Exercise details:
Rename "silver bracelet" to "charm bracelet" in the items, beginning at the line that has "Q: For every instance of the eiffel" and stopping after the line that has "x=218, y=325". Give those lines back with nothing else changed.

Excerpts of location labeling data:
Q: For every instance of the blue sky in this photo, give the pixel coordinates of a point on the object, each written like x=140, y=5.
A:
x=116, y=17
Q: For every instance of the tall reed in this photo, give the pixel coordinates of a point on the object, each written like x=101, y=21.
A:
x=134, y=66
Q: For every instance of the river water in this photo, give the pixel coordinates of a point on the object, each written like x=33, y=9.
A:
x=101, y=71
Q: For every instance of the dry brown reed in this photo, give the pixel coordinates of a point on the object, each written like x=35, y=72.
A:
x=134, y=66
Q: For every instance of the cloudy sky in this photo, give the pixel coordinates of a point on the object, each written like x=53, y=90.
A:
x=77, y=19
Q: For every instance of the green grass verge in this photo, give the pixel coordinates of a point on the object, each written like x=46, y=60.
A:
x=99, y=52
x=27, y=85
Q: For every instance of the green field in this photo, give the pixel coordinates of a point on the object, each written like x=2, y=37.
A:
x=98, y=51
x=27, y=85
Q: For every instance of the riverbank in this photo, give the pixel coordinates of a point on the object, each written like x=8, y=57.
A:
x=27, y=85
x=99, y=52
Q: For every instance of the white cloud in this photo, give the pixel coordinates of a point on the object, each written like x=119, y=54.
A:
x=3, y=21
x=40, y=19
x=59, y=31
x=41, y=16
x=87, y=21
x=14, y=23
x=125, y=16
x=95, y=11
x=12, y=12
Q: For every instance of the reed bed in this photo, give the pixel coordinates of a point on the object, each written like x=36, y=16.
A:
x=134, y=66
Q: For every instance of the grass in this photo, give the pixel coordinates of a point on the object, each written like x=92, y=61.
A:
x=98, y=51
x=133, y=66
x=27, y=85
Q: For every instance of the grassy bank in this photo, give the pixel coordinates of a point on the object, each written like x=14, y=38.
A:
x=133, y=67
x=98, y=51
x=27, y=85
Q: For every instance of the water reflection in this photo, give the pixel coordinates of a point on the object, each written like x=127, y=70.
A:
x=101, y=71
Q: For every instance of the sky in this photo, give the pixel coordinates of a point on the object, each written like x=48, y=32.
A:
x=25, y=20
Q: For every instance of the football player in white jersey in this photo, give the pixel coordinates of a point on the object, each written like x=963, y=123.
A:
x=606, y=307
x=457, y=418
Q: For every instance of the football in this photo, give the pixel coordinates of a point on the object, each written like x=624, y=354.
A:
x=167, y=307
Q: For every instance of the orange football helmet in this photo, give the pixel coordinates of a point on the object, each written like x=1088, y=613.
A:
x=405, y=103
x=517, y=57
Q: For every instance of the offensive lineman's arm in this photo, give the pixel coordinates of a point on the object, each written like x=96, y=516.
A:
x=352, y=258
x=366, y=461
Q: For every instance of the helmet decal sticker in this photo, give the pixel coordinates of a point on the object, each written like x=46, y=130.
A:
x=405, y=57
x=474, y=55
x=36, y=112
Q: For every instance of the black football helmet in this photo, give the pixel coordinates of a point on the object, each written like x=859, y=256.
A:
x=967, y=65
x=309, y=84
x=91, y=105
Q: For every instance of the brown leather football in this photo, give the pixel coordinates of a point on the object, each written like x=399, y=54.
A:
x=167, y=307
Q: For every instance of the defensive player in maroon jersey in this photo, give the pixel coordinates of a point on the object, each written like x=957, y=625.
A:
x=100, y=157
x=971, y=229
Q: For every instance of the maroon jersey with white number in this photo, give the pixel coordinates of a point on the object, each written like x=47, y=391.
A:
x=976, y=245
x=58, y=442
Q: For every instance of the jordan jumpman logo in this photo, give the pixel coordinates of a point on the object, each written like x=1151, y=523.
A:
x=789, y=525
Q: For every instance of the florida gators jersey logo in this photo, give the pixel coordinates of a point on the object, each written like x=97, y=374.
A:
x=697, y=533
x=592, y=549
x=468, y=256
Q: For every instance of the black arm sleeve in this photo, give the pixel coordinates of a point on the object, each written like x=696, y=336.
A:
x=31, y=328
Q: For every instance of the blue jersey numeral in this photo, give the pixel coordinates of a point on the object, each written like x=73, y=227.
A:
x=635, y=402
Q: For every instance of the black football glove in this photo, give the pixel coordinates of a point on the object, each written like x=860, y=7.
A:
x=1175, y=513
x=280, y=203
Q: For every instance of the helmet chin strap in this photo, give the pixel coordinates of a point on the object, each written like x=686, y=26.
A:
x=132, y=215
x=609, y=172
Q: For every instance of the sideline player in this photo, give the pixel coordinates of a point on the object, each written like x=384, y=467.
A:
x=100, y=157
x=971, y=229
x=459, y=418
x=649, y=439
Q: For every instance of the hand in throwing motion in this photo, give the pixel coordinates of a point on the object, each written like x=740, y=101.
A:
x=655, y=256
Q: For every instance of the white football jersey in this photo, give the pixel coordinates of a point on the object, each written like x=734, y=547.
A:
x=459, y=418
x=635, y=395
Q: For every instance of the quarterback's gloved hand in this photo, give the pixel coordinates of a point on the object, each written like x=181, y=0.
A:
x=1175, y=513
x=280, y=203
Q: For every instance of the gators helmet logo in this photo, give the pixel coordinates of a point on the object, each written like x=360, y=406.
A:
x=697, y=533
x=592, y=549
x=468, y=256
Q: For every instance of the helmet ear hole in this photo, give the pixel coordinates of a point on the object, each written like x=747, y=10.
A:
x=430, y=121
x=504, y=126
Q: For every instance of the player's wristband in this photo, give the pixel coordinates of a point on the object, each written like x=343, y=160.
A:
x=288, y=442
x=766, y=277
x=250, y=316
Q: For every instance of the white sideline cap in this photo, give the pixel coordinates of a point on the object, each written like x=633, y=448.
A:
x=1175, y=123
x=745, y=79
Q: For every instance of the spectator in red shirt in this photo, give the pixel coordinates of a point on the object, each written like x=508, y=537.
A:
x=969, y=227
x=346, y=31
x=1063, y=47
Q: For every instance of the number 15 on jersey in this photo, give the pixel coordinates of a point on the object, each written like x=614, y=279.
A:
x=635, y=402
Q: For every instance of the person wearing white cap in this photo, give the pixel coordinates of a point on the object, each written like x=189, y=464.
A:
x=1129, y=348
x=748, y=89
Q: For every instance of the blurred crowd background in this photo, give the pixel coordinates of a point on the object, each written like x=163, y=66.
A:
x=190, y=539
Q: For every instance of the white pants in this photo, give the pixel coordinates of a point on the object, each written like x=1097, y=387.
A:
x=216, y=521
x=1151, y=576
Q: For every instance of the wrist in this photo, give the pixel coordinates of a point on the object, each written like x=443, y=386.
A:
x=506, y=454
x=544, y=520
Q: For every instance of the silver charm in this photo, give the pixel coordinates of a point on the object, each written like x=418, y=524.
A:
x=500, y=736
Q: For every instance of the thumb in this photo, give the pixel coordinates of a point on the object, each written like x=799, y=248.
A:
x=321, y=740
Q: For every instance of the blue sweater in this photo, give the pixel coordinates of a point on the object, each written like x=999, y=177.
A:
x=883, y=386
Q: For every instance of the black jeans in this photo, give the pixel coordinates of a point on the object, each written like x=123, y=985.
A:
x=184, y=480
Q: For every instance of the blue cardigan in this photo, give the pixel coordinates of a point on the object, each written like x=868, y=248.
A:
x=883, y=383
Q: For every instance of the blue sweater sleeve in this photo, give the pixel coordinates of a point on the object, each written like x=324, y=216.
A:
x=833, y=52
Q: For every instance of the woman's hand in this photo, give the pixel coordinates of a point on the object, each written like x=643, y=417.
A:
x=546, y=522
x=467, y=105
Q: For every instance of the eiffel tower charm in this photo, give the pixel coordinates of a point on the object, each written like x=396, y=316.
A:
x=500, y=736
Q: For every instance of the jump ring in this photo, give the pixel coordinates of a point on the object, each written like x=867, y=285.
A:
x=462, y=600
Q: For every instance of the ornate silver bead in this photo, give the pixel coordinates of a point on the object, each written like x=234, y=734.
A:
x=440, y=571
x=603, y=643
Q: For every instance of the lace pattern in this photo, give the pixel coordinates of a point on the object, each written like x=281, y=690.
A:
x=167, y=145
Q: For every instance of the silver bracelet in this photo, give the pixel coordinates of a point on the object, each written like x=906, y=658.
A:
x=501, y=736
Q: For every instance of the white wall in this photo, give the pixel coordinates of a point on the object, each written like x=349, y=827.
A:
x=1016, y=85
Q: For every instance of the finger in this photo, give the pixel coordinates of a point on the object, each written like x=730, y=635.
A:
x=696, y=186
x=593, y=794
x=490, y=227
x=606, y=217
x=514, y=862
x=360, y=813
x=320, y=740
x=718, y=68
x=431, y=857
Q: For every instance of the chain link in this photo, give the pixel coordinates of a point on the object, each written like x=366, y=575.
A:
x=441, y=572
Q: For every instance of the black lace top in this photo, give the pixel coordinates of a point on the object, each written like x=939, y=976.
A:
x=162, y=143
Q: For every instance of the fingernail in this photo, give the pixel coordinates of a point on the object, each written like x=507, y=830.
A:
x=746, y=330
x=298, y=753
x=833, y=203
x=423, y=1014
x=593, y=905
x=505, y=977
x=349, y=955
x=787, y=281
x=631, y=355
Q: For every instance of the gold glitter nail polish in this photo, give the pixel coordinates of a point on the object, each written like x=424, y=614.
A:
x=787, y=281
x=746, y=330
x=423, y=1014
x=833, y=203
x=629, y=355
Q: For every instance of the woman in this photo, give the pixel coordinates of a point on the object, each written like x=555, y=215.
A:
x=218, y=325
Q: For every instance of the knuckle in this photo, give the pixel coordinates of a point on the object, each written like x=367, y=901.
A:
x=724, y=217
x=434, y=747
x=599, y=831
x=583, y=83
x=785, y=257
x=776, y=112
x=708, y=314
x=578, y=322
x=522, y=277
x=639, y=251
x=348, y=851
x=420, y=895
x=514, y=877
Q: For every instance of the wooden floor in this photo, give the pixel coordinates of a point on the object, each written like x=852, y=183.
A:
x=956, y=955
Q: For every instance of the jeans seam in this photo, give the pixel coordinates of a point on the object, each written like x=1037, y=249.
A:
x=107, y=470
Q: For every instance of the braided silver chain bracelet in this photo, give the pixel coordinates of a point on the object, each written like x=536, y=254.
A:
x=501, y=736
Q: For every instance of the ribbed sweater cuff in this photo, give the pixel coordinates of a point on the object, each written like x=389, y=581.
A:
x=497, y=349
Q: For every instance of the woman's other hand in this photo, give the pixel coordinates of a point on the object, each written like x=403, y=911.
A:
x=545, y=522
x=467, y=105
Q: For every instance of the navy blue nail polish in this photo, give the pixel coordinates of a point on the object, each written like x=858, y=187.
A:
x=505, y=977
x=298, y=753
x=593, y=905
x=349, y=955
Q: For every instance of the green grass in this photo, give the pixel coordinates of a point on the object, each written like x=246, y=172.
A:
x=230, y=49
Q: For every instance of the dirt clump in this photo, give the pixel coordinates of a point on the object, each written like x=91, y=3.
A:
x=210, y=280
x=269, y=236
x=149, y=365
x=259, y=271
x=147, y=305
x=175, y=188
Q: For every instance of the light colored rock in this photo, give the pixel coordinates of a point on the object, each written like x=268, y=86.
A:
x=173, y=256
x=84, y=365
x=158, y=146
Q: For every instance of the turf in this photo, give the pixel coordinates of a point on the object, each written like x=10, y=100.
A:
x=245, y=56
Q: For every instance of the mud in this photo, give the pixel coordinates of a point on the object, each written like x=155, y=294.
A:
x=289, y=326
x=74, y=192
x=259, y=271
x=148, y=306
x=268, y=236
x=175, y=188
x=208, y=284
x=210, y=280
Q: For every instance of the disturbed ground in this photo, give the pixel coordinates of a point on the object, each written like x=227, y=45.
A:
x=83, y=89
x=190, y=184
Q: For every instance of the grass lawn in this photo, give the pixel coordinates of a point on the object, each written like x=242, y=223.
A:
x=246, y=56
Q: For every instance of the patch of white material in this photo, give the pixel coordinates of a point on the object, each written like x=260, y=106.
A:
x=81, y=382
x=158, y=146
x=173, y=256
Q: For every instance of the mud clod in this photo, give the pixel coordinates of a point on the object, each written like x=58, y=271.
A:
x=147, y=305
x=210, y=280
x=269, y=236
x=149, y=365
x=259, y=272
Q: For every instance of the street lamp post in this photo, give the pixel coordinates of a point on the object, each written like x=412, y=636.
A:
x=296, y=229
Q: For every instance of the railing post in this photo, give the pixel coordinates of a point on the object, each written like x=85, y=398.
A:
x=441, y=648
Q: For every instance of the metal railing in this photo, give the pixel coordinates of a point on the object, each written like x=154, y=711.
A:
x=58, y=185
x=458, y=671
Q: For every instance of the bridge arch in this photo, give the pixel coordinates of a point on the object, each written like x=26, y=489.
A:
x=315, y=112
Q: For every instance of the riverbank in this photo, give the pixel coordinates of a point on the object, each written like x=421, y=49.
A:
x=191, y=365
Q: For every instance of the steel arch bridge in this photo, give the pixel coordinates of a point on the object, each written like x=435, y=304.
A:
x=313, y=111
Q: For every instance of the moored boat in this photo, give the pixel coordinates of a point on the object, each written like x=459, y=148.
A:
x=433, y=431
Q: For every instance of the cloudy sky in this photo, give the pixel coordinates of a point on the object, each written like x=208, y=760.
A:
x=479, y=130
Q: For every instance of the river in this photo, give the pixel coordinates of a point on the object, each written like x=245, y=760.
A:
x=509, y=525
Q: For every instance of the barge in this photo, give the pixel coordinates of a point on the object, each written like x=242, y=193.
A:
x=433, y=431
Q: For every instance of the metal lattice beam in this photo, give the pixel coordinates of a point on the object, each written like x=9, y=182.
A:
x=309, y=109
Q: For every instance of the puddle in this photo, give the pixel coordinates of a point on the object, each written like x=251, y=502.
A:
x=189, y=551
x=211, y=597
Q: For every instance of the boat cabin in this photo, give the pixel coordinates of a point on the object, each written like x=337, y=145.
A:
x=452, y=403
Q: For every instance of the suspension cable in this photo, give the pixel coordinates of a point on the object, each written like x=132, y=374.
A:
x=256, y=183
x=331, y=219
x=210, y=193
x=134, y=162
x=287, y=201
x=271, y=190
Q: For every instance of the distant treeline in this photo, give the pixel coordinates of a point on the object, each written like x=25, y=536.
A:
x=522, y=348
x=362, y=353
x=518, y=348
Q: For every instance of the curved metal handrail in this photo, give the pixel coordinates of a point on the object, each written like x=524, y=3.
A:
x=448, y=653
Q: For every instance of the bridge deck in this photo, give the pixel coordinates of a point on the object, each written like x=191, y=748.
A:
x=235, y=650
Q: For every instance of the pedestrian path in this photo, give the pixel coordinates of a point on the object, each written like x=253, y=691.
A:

Task solution:
Q: For every instance of the eiffel tower charm in this photo, give the pixel coordinates of a point on the object, each written like x=396, y=316.
A:
x=500, y=736
Q: For every instance of the jump ring in this photo, give the pixel coordinates of a point on the object, each written like x=867, y=285.
A:
x=462, y=600
Q: For every instance of the ornate silver bead in this photo, give the pixel coordinates of a point on the object, each written like x=234, y=734.
A:
x=440, y=571
x=603, y=643
Q: For every instance of the lace pattern in this photo, give the pixel coordinates of a point on the object, each written like x=281, y=690.
A:
x=167, y=145
Q: For every instance of the charm bracelet in this photo, give the pixel coordinates of a point on the object, each written like x=906, y=658.
A:
x=501, y=736
Q: For every instance of the white wall in this photo, give the pixel coordinates of a point on the object, each written like x=349, y=827.
A:
x=1016, y=85
Q: For every instance of the finger in this photo, give the pixel coordinates of a point on the object, each written like x=730, y=635.
A:
x=696, y=186
x=593, y=794
x=490, y=227
x=606, y=217
x=514, y=862
x=360, y=813
x=320, y=740
x=718, y=68
x=431, y=857
Q: For every instance of the chain link in this photo, give the pixel coordinates of a point on the object, each written like x=366, y=575.
A:
x=441, y=572
Q: For every instance of the black lace top in this photo, give the pixel coordinates of a point on the object, each written like x=939, y=976.
A:
x=162, y=143
Q: For every instance of the fingernail in this photo, give the pixel coordinates of a point on the object, each written like x=507, y=830.
A:
x=746, y=330
x=298, y=753
x=833, y=203
x=423, y=1014
x=593, y=905
x=505, y=977
x=349, y=955
x=787, y=281
x=631, y=355
Q: For every instance of the gold glitter nail polish in this photo, give the pixel coordinates of a point on the object, each written like x=424, y=614.
A:
x=787, y=281
x=746, y=330
x=423, y=1014
x=833, y=203
x=629, y=355
Q: For every instance of the woman in this photo, give the pixel coordinates of a point on the object, each written like x=555, y=215.
A:
x=218, y=325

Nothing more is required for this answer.